» Set task 1: In the commentary on classroom phone rules, where are students required to keep their phones?
» Set task 2: Pick up the commentary on classroom phone rules after its final sentence and continue it in the same voice.

» Given passage:
☆ ☆ ☆ ☆ ☆ ☆ ☆

The rules are that the phone is to be kept off and in the students locker. Otherwise the phone is a constant distraction to the learning process. Either to the student using the phone or the other kid being texted in another class. Every time I take a phone off a kid it's always "a call from my mother." Sorry kid, Mommy needs to learn to call the main office and ask to have you dismissed. It's a system that worked for the 90 years prior to 9/11 and there's no reason it can't work for parents and their kids today.

That being said, if this kid had come to me before class and said he was expecting a possible call from his deployed father. I would let him answer and then take the call quietly out into the hallway.

The story is lacking in details but I'm going to give the school the benefit of the doubt here. The kid probably didn't discuss the possible call before class. The teacher would have no idea why the kid is answering the phone in class and past experience would be that the call is another in a long series of cell phone related disruptions. The teacher, needing to maintain classroom control probably ordered the student to cease their disruptive behavior and relinquish the offending device. The student being a child probably did not reason with the teacher effectively and mearly informed the teacher that they were talking to a parent. The teacher hearing that every time they talk to a child about illegal phone use probably did not assume that the parent was a serviceman and this may have been the last time the (from his own admission) troubled boy may ever hear from his father. Emotions most definitely got out of control. Probably by both the student and teacher. They're probably even more out of control as the kid doesn't sound like an honors student and the teacher probably has had disruptions from the boy before.

You and I know nothing of the past history of discipline issues the school faces with this student and classes in general. You and I don't know anything about the level of student commitment this class has. Today it's the cellphone from this kid. Tomorrow it will be the cellphone from another kid. Next week it will be an iPod.

☆ ☆ ☆ ☆ ☆ ☆ ☆

[Entries for labeling object positions]

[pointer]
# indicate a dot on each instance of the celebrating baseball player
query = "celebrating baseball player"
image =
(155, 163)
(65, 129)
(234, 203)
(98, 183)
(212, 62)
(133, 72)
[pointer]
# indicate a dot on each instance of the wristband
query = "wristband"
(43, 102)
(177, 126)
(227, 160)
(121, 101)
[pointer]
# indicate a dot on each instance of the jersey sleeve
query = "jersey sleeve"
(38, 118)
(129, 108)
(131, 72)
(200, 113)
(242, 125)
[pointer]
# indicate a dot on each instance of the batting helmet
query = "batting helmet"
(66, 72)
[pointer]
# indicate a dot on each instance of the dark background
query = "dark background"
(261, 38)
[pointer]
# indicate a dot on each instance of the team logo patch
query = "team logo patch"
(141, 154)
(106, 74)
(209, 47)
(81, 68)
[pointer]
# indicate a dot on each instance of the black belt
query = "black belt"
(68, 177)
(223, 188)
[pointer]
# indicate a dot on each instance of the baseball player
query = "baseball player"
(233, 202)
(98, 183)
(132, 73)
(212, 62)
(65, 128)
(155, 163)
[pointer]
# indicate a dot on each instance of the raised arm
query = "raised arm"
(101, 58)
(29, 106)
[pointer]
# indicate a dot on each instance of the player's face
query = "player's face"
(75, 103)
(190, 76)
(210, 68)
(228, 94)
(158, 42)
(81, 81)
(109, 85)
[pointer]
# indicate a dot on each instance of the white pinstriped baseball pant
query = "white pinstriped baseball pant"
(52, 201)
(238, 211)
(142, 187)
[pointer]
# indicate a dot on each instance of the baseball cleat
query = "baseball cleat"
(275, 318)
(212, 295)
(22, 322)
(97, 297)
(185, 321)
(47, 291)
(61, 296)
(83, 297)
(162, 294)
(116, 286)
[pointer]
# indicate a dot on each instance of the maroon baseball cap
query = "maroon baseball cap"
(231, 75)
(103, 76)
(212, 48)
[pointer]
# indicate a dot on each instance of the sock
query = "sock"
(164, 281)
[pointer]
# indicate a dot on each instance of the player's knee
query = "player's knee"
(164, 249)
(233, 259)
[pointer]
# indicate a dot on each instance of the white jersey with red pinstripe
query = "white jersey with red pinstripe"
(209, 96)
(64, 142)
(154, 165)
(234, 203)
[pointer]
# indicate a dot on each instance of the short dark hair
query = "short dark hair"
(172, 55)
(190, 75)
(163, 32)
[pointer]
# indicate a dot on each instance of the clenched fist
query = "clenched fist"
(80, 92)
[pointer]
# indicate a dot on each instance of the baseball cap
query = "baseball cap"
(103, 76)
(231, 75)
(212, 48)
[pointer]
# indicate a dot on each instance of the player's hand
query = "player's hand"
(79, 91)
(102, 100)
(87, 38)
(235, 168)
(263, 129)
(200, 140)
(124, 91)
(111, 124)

☆ ☆ ☆ ☆ ☆ ☆ ☆

» Right answer 1: Turned off and in the student's locker.

» Right answer 2:
That this made national news is an indication of how fucked up our priorities as a nation are. Snowflake there isn't going to learn that had he merely cleared the call with the adult in charge of the classroom prior to taking the call that things would have worked out. Instead the lesson is that kids can do whatever they want in the classroom so long as mommy goes to the newspapers to complain. What should have been a lesson in civility is now a public embarrassment for the school. Now every phone call is going to be from someones father in a war zone. Every disruption during instruction time is going to affect every student. The outrage here shouldn't from this one jackass kid and his parents. It should be from the parents of every other kid in the class over the loss of instruction time when these snowflakes lose control.

If the student had answered the call and said to me "This is my dad in Iraq. It's the only time he can call. Can I take this into the hall?" I would say yes even if he hadn't asked for permission before class. I doubt very much that is how the event played out.


(A side note here... If you are accused of disrupting classroom time and go on national TV to defend yourself, clean up. Every judge knows that criminals can borrow a suit but showing up to court in a dirty t-shirt shows either contempt for the seriousness of the charges or a lack of understanding about your end of the social contract. In either case, it's an indication to the judge that you may not belong in polite society. The same case is true here. I'm going to assume trailer trash dumbass and say the kid knows nothing about good manners.)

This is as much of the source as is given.